**Problem to solve**
Each line from the beginning of the data below through the line containing "6L433 75L441 119L488" should be repeated exactly, please.

**Supplied data**
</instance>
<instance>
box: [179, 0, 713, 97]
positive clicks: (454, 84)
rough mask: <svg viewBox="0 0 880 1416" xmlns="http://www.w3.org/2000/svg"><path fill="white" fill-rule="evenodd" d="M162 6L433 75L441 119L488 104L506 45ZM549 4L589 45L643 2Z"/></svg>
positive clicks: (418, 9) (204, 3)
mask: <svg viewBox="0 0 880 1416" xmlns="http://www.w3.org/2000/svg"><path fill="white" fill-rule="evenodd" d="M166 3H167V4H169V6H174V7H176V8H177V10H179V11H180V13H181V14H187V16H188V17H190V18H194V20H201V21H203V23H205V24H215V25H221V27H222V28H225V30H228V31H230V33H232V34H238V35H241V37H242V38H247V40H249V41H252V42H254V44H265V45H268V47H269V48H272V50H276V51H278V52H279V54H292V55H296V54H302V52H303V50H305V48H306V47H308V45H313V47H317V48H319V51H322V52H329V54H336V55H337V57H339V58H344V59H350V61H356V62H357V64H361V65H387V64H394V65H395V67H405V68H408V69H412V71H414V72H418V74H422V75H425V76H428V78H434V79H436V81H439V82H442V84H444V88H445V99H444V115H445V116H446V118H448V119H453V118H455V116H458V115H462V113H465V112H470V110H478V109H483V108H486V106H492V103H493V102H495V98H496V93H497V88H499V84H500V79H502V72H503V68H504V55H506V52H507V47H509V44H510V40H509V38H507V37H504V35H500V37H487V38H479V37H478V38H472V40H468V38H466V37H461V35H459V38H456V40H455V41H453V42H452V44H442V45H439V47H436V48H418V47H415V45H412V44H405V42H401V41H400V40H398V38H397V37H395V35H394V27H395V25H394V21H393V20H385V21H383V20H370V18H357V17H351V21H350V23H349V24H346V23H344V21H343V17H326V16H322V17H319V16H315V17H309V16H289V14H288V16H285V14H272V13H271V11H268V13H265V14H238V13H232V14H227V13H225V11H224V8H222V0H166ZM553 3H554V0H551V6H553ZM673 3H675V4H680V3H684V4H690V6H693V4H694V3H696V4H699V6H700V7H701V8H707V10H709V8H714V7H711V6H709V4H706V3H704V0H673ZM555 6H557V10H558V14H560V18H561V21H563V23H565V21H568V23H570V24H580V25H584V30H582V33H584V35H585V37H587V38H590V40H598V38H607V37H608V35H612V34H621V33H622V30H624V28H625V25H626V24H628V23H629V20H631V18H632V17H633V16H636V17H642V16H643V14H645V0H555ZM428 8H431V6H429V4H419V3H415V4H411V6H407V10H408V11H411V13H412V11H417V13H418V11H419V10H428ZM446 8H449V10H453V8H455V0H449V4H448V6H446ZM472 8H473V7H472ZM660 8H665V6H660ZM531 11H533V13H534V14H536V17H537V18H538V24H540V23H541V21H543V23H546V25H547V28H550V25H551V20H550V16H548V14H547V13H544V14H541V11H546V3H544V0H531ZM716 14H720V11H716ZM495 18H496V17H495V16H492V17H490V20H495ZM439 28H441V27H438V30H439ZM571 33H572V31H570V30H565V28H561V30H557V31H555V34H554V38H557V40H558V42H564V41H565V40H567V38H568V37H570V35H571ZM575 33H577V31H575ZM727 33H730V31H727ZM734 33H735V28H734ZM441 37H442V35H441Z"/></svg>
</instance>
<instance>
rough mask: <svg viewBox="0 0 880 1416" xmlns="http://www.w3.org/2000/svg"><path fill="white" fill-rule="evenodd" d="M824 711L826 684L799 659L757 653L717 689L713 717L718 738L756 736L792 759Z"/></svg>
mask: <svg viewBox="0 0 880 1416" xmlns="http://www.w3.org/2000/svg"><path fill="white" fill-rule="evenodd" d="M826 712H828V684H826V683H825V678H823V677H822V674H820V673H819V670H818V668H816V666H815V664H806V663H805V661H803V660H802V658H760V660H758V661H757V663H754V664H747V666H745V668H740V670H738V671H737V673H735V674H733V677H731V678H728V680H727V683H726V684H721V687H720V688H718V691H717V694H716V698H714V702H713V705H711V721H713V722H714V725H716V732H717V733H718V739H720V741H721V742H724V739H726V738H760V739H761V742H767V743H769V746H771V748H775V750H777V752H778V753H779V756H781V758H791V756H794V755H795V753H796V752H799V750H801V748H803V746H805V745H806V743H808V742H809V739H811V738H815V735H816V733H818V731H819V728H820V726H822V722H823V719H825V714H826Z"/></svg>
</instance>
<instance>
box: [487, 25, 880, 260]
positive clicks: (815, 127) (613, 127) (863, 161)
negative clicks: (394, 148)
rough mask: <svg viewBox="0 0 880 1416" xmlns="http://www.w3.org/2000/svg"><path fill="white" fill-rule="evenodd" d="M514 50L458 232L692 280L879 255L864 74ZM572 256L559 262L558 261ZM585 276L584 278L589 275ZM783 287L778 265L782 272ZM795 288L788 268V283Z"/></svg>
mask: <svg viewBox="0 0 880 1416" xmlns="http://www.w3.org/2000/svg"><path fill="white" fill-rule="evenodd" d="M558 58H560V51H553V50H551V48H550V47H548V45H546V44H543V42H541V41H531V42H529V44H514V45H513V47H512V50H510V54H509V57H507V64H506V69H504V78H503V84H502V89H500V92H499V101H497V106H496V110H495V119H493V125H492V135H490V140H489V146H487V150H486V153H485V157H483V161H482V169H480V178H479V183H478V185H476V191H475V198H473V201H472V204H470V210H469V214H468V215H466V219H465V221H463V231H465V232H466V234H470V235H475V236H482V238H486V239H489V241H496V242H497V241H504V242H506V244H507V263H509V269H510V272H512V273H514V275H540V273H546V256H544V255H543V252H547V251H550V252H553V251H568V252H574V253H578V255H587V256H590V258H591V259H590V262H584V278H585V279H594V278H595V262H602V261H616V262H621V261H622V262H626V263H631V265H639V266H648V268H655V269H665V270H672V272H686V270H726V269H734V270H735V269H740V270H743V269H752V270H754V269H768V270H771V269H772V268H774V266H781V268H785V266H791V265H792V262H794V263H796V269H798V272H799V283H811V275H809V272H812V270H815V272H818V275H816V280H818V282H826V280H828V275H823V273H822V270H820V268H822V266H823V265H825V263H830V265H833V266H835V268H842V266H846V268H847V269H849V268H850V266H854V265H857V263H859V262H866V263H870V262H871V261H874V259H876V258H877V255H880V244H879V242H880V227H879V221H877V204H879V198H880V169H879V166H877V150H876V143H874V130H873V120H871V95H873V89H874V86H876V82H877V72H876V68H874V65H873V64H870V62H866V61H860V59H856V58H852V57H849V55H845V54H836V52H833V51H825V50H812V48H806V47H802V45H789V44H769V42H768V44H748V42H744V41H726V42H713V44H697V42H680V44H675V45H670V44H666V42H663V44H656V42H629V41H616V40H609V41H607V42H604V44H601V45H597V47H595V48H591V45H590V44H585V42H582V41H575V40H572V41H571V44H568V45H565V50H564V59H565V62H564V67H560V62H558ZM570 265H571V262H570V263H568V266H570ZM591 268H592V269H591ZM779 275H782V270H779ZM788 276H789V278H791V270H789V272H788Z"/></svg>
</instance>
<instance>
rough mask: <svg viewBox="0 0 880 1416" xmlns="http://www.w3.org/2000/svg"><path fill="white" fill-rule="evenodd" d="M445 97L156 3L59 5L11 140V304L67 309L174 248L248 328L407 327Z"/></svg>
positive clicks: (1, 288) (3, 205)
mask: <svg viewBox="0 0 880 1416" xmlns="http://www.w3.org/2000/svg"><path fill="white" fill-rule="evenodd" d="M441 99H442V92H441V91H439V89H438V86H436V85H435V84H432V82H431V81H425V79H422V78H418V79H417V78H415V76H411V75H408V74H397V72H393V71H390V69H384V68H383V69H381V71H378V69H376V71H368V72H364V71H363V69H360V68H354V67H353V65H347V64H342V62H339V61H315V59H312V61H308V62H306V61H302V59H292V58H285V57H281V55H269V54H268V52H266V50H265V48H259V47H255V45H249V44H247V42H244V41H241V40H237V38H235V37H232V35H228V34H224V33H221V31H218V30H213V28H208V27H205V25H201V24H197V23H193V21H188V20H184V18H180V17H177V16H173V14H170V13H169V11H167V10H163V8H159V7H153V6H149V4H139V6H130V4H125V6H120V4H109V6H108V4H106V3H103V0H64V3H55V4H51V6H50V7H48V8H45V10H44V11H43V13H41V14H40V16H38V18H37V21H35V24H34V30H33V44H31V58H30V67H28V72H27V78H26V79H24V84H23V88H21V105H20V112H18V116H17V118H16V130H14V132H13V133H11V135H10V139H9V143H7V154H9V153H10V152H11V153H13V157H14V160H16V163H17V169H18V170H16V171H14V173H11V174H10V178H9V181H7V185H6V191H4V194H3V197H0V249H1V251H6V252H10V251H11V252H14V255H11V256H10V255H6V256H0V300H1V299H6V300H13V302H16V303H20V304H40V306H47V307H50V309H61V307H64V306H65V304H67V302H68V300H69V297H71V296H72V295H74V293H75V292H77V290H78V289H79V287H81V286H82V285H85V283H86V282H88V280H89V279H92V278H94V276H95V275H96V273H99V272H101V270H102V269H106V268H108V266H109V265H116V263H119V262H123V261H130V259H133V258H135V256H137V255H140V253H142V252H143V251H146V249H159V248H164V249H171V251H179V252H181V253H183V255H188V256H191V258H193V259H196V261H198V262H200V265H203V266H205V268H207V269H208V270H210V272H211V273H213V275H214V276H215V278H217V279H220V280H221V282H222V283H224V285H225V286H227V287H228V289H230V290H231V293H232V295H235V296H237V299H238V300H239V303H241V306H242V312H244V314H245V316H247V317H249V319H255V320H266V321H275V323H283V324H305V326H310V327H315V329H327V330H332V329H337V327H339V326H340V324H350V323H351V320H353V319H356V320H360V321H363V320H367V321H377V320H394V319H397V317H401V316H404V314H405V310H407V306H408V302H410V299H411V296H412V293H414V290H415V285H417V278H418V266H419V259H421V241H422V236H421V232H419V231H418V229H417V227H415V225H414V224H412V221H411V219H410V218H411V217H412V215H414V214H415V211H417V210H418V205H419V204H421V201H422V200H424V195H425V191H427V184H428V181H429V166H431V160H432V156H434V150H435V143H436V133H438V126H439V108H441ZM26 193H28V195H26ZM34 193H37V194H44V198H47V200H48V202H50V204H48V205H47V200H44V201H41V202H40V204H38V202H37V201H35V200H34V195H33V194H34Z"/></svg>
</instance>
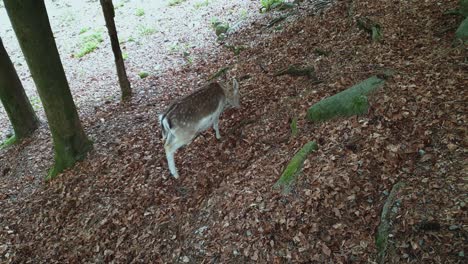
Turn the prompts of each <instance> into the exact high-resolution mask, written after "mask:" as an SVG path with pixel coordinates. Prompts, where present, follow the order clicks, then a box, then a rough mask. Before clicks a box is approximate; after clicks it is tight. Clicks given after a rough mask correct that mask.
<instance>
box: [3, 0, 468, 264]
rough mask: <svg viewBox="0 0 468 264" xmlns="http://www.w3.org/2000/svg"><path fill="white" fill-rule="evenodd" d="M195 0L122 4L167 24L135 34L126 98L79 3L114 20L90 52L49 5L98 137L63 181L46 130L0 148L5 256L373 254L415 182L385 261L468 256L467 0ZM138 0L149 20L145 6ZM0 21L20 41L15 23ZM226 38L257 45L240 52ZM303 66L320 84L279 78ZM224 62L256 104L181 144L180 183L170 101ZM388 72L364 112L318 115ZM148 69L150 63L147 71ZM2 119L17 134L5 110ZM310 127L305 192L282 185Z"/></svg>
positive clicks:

**Answer box**
</instance>
<instance>
box: [179, 0, 713, 97]
positive clicks: (454, 84)
rough mask: <svg viewBox="0 0 880 1416" xmlns="http://www.w3.org/2000/svg"><path fill="white" fill-rule="evenodd" d="M162 6L433 75L441 119L488 104L506 45ZM549 4L589 45L643 2Z"/></svg>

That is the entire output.